The problem
Your copy of the entries must be exact, and it must not include the pictures.

The data
──────────

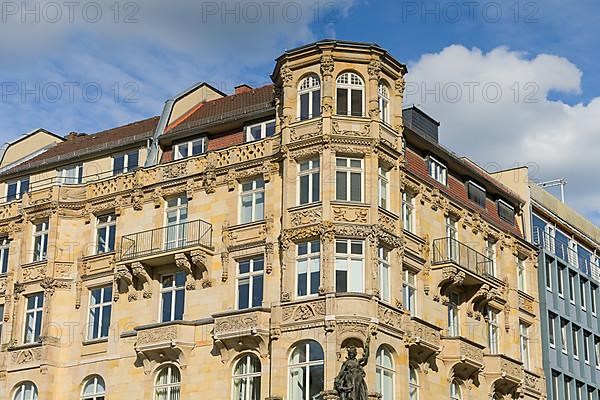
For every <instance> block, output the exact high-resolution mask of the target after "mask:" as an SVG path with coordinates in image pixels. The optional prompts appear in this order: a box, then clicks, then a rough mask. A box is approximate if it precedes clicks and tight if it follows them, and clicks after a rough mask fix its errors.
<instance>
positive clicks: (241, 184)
mask: <svg viewBox="0 0 600 400" xmlns="http://www.w3.org/2000/svg"><path fill="white" fill-rule="evenodd" d="M248 183H251V185H252V188H251V189H249V190H244V185H246V184H248ZM261 185H262V186H261ZM261 194H262V200H263V202H262V213H260V212H259V210H258V201H257V199H258V198H259V195H261ZM248 196H250V197H251V205H250V220H249V221H246V220H244V218H243V215H244V213H243V212H242V210H243V209H244V198H246V197H248ZM265 200H266V199H265V182H264V180H263V178H255V179H251V180H248V181H245V182H242V183H240V214H239V215H240V224H249V223H252V222H256V221H262V220H263V219H265Z"/></svg>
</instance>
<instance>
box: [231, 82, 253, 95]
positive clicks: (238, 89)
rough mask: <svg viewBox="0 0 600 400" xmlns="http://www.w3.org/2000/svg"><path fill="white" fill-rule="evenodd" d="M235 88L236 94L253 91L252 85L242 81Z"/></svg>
mask: <svg viewBox="0 0 600 400" xmlns="http://www.w3.org/2000/svg"><path fill="white" fill-rule="evenodd" d="M234 89H235V94H240V93H246V92H249V91H251V90H252V86H250V85H246V84H245V83H242V84H241V85H238V86H236V87H235V88H234Z"/></svg>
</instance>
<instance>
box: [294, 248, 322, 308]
mask: <svg viewBox="0 0 600 400" xmlns="http://www.w3.org/2000/svg"><path fill="white" fill-rule="evenodd" d="M296 271H297V280H296V296H298V297H303V296H310V295H314V294H317V293H319V285H320V280H321V242H320V241H319V240H312V241H310V242H303V243H298V245H297V256H296Z"/></svg>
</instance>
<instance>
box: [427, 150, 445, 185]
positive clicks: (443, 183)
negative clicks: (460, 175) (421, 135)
mask: <svg viewBox="0 0 600 400" xmlns="http://www.w3.org/2000/svg"><path fill="white" fill-rule="evenodd" d="M427 170H428V171H429V176H431V177H432V178H433V179H435V180H436V181H438V182H439V183H441V184H442V185H444V186H445V185H446V183H447V180H448V169H447V168H446V165H444V164H443V163H442V162H441V161H439V160H437V159H436V158H434V157H432V156H428V157H427Z"/></svg>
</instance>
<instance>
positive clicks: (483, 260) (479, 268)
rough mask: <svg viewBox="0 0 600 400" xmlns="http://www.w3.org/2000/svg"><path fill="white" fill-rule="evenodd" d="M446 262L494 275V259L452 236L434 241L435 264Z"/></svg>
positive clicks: (476, 270) (464, 267)
mask: <svg viewBox="0 0 600 400" xmlns="http://www.w3.org/2000/svg"><path fill="white" fill-rule="evenodd" d="M445 263H454V264H456V265H458V266H460V267H462V268H465V269H467V270H469V271H471V272H473V273H475V274H477V275H479V276H493V275H494V262H493V260H492V259H490V258H489V257H487V256H486V255H484V254H482V253H480V252H478V251H477V250H475V249H474V248H472V247H469V246H467V245H466V244H464V243H461V242H459V241H458V240H456V239H454V238H451V237H445V238H440V239H435V240H434V241H433V264H445Z"/></svg>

──────────

Result
For every <instance> block, output the exact high-resolution mask of the target after "mask:" as an SVG path with coordinates in image pixels. The optional prompts appear in this order: a box, then clicks, then a rough mask. A box is approximate if it precedes clicks and tight if it follows them, and clicks after a rough mask fix its errors.
<instance>
positive clicks: (241, 184)
mask: <svg viewBox="0 0 600 400" xmlns="http://www.w3.org/2000/svg"><path fill="white" fill-rule="evenodd" d="M248 183H251V185H252V188H251V189H249V190H244V185H246V184H248ZM261 185H262V186H261ZM261 194H262V200H263V202H262V213H260V212H259V210H258V201H257V199H258V198H259V195H261ZM248 196H250V197H251V205H250V220H249V221H246V220H244V218H243V215H244V213H243V212H242V210H243V209H244V198H246V197H248ZM265 200H266V199H265V182H264V180H263V178H255V179H251V180H248V181H245V182H242V183H240V214H239V215H240V224H249V223H252V222H256V221H262V220H263V219H265Z"/></svg>
</instance>
<instance>
box: [231, 82, 253, 95]
positive clicks: (238, 89)
rough mask: <svg viewBox="0 0 600 400" xmlns="http://www.w3.org/2000/svg"><path fill="white" fill-rule="evenodd" d="M235 88L236 94L253 91L252 85L242 81Z"/></svg>
mask: <svg viewBox="0 0 600 400" xmlns="http://www.w3.org/2000/svg"><path fill="white" fill-rule="evenodd" d="M234 89H235V94H240V93H246V92H249V91H251V90H252V86H250V85H246V84H245V83H242V84H241V85H238V86H236V87H235V88H234Z"/></svg>
</instance>
<instance>
box: [294, 248, 322, 308]
mask: <svg viewBox="0 0 600 400" xmlns="http://www.w3.org/2000/svg"><path fill="white" fill-rule="evenodd" d="M296 271H297V280H296V296H298V297H303V296H310V295H314V294H317V293H319V285H320V280H321V242H320V241H319V240H312V241H310V242H303V243H298V245H297V256H296Z"/></svg>
</instance>
<instance>
box: [427, 150, 445, 185]
positive clicks: (443, 183)
negative clicks: (460, 175) (421, 135)
mask: <svg viewBox="0 0 600 400" xmlns="http://www.w3.org/2000/svg"><path fill="white" fill-rule="evenodd" d="M427 170H428V171H429V176H431V177H432V178H433V179H435V180H436V181H438V182H439V183H441V184H442V185H444V186H445V185H446V183H447V180H448V169H447V168H446V165H444V164H443V163H442V162H441V161H439V160H437V159H436V158H434V157H432V156H428V157H427Z"/></svg>
</instance>
<instance>
positive clicks: (483, 260) (479, 268)
rough mask: <svg viewBox="0 0 600 400" xmlns="http://www.w3.org/2000/svg"><path fill="white" fill-rule="evenodd" d="M446 262L494 275V259L452 236L434 241L435 264Z"/></svg>
positive clicks: (476, 270) (464, 267)
mask: <svg viewBox="0 0 600 400" xmlns="http://www.w3.org/2000/svg"><path fill="white" fill-rule="evenodd" d="M445 263H454V264H456V265H458V266H460V267H462V268H465V269H467V270H469V271H471V272H473V273H475V274H477V275H479V276H493V275H494V262H493V260H492V259H490V258H489V257H487V256H486V255H484V254H482V253H480V252H478V251H477V250H475V249H474V248H472V247H469V246H467V245H466V244H464V243H461V242H459V241H458V240H456V239H454V238H451V237H445V238H440V239H435V240H434V241H433V264H445Z"/></svg>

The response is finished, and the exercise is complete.